● **To do**: In your answer, set down the records below exactly as they stand, omitting pictures.

'''

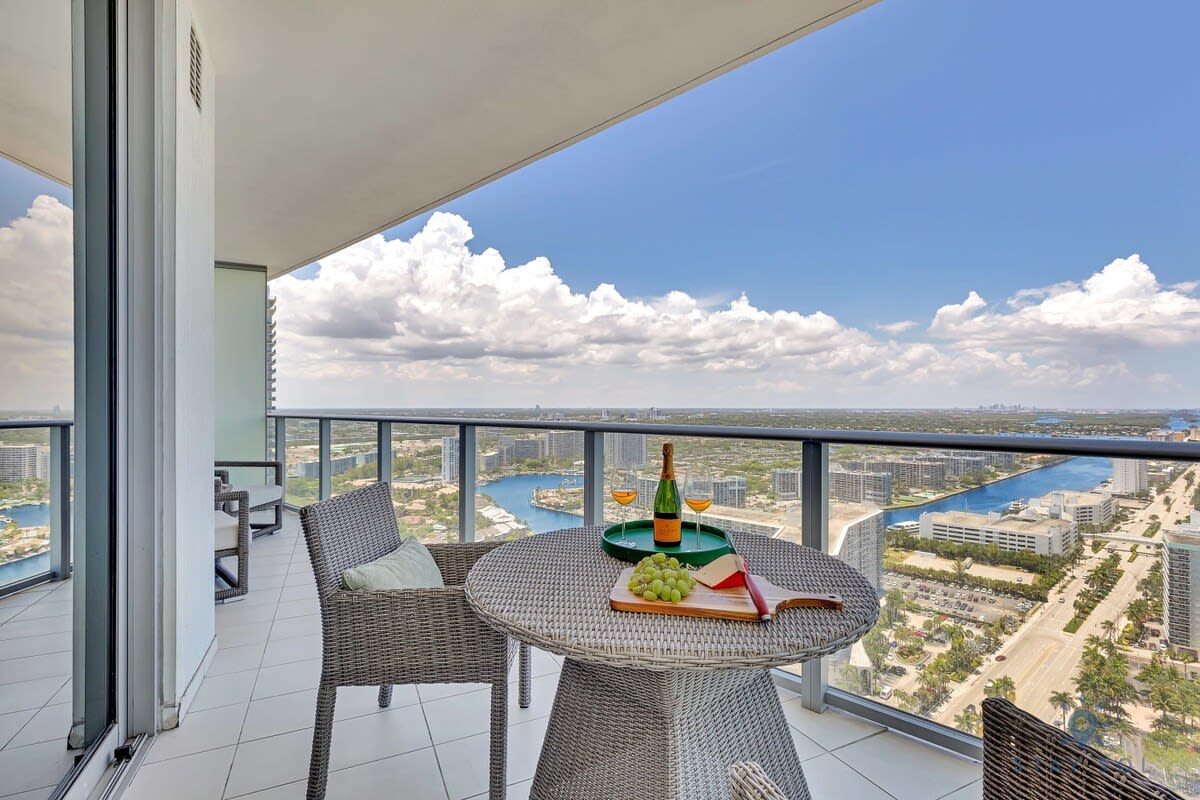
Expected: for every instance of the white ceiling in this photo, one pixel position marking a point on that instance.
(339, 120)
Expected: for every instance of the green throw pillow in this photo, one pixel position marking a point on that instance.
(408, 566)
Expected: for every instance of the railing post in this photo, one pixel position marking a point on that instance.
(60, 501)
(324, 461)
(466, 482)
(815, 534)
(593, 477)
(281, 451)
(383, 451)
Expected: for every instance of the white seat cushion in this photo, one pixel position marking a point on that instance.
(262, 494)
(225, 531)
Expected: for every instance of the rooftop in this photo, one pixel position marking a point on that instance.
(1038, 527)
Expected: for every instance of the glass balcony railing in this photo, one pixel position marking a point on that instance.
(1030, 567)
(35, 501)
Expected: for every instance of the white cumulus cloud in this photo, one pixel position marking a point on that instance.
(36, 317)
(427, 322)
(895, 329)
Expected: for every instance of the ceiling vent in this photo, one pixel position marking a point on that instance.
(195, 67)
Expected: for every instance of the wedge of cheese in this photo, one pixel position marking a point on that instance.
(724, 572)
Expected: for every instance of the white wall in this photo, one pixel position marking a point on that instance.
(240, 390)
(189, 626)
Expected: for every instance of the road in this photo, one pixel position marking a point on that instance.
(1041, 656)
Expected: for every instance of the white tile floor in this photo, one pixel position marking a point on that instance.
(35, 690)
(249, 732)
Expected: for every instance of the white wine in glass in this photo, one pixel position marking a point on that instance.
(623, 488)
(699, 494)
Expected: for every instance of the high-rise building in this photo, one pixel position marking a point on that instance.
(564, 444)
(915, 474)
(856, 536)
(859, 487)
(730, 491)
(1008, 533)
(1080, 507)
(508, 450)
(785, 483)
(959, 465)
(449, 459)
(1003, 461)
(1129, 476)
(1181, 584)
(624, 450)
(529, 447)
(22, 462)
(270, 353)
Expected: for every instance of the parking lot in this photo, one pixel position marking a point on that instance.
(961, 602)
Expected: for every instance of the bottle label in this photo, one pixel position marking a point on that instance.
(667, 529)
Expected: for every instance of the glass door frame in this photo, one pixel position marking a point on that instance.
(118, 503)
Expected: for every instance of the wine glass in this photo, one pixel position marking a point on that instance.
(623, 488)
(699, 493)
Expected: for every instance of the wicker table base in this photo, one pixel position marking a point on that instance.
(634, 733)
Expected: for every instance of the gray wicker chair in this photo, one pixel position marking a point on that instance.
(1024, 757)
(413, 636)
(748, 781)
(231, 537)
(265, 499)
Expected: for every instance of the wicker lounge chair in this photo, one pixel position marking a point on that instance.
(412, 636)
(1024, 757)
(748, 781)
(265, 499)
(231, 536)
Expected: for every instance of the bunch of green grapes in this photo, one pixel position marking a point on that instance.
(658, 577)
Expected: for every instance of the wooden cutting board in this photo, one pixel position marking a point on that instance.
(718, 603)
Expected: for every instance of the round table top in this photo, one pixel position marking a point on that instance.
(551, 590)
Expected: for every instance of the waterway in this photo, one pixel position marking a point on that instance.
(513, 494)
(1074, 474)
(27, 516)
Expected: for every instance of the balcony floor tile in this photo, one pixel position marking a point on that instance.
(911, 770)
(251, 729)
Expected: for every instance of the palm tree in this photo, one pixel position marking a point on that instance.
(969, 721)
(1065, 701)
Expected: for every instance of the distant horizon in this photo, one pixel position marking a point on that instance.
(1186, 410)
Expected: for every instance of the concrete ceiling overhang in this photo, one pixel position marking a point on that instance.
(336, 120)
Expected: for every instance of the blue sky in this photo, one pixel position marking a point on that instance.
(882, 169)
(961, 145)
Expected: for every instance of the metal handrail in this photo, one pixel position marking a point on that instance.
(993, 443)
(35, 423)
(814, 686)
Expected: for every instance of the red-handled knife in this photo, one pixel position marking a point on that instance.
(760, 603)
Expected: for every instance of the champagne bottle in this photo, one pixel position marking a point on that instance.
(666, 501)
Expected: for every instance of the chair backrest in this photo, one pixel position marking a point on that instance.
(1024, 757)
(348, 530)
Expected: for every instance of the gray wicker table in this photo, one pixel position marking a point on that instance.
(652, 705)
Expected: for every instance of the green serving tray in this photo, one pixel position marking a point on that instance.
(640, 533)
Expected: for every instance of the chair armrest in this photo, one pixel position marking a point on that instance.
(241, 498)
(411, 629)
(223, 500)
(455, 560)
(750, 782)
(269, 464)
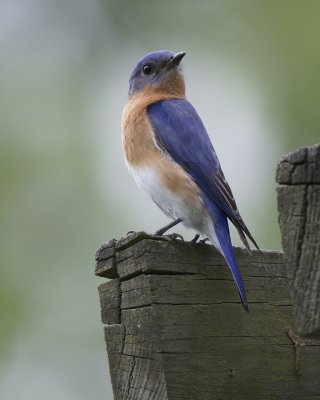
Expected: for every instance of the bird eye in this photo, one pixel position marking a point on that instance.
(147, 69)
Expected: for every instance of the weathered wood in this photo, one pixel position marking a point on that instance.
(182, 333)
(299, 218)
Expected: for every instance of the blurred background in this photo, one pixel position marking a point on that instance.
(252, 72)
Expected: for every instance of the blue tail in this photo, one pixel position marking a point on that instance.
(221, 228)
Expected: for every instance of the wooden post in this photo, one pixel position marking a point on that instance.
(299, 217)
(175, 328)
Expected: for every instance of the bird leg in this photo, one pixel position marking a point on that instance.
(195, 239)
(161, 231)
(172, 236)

'''

● **Task response**:
Expected: for every instance of the white ceiling in this photo, one pixel position marking a point on that instance.
(339, 120)
Expected: for every instance of the green throw pillow in this photo, one pixel position marking a point on that instance.
(408, 566)
Expected: for every instance of the railing post in this photo, one pixel position marking a point on that instance.
(60, 501)
(324, 461)
(466, 482)
(815, 534)
(593, 477)
(281, 451)
(383, 451)
Expected: for every instance of the white seat cushion in this photo, one pixel position marking a point on that instance.
(262, 494)
(225, 531)
Expected: for every instance of the rooftop in this photo, one pixel position marking a point on that instance.
(1038, 527)
Expected: for every instance of the glass balcony railing in this photo, one pixel position marking a point on that instance.
(1030, 567)
(35, 501)
Expected: for every instance of the white cumulus cloud in this photo, one pixel position marking a point on that instance.
(36, 317)
(427, 322)
(895, 329)
Expected: for every instance of the ceiling vent in this photo, one pixel position marking a point on that instance.
(195, 67)
Expected: for every instance of the wedge of cheese in this photo, one pixel position marking a point on that instance.
(724, 572)
Expected: for every instance of the white wall in this photo, one pixel position marking a point on that instance.
(240, 390)
(189, 626)
Expected: for every instance of the road in this photo, one pixel position marking a point on that instance.
(1041, 656)
Expected: for every instance of the white tile floor in this photo, one pixel position marking a point on that instance.
(35, 690)
(249, 732)
Expected: for every instance of the white wine in glass in this photo, one pixel position marking a point on that instance.
(623, 488)
(699, 494)
Expected: for every instance of the high-rise building in this photo, one pixel position marking a point on that instance.
(564, 444)
(915, 474)
(856, 536)
(859, 487)
(730, 491)
(1008, 533)
(1080, 507)
(508, 450)
(785, 483)
(959, 465)
(449, 459)
(1003, 461)
(1129, 476)
(1181, 584)
(624, 450)
(529, 447)
(22, 462)
(270, 353)
Expected: for every instance of the parking lot in this photo, one pixel position marking a point on that instance.
(961, 602)
Expected: for every instance of the bottle label in this photo, one pixel position marking a point on that instance.
(667, 529)
Expected: for every instance of the glass door frame in this photo, one pixel position marking a point on that instance.
(118, 503)
Expected: for every instance of the wine glass in this photo, one pixel position marking a point on that instance.
(623, 488)
(699, 493)
Expected: for every instance of the wicker table base in this photo, one pixel position marking a point on that instance.
(634, 733)
Expected: for every instance of the gray wicker chair in this photo, one pixel position marking a point on that instance.
(1024, 757)
(413, 636)
(748, 781)
(231, 537)
(265, 499)
Expected: for every instance of the wicker lounge chair in this photo, one pixel position marking a point on that instance.
(412, 636)
(1024, 757)
(748, 781)
(265, 499)
(231, 536)
Expected: for every instance of the bunch of green grapes in this photo, one pixel position marking a point on that instance.
(658, 577)
Expected: for every instance of the wooden cutting board in this photo, one pixel position marking a point on that instance.
(718, 603)
Expected: for every instance of the round table top in this photo, one pixel position marking a point on that instance.
(551, 590)
Expected: for every instance of the waterway in this photo, one pixel position marking a point on that instance.
(513, 494)
(1074, 474)
(27, 516)
Expected: for every instance of the balcony floor tile in this photo, one pixel position marking a point on that instance.
(911, 770)
(251, 729)
Expected: for every instance of the palm tree in this photo, one pixel position marking a point on that instance.
(969, 721)
(1065, 701)
Expected: for every instance of the distant horizon in this photo, one pixel position marking a point on that instance.
(1186, 410)
Expected: for every instance of the concrete ceiling overhang in this photo, one pixel position marking a point on that instance.
(336, 120)
Expected: for every instance of the blue sky in this photo, one pixel position marking a point on that instance.
(882, 169)
(961, 145)
Expected: for every instance of the metal handrail in this photo, one pixel position marking a point on that instance.
(993, 443)
(35, 423)
(814, 686)
Expected: for every instance of the red-handled knife in this photo, one pixel position marking a point on that instance.
(760, 603)
Expected: for every instance of the champagne bottle in this photo, one pixel position marking a point on that instance.
(666, 501)
Expected: for every instance of the chair backrest in this photo, one pixel position marking a point on that instance.
(1024, 757)
(348, 530)
Expected: for every instance of the gray wicker table in this photo, one pixel position marking a point on that instance.
(652, 705)
Expected: for every instance of the green serving tray in this photo, one pixel position marking a point on that instance.
(640, 533)
Expected: for every instance of the chair armrest in this photo, one pixel position marking a point on that instance.
(241, 498)
(411, 629)
(223, 500)
(455, 560)
(750, 782)
(269, 464)
Expected: for every instance of the bird eye in this photo, one pixel position marking a point on that instance.
(147, 69)
Expected: for every instance of the weathered wood in this photo, one pixel position marking a point on that instance.
(182, 333)
(299, 218)
Expected: for every instance of the blurred background in this photo, one pixel position marking a point on that instance.
(252, 72)
Expected: for every instance of the blue tail in this photo, one pixel position marking a point on that instance.
(221, 228)
Expected: for every instance of the wooden post in this photo, one pixel position marking a point on that instance.
(299, 217)
(175, 328)
Expected: for every instance of the bird leg in this photo, one pixel position marking a point on that instance.
(195, 239)
(161, 231)
(172, 236)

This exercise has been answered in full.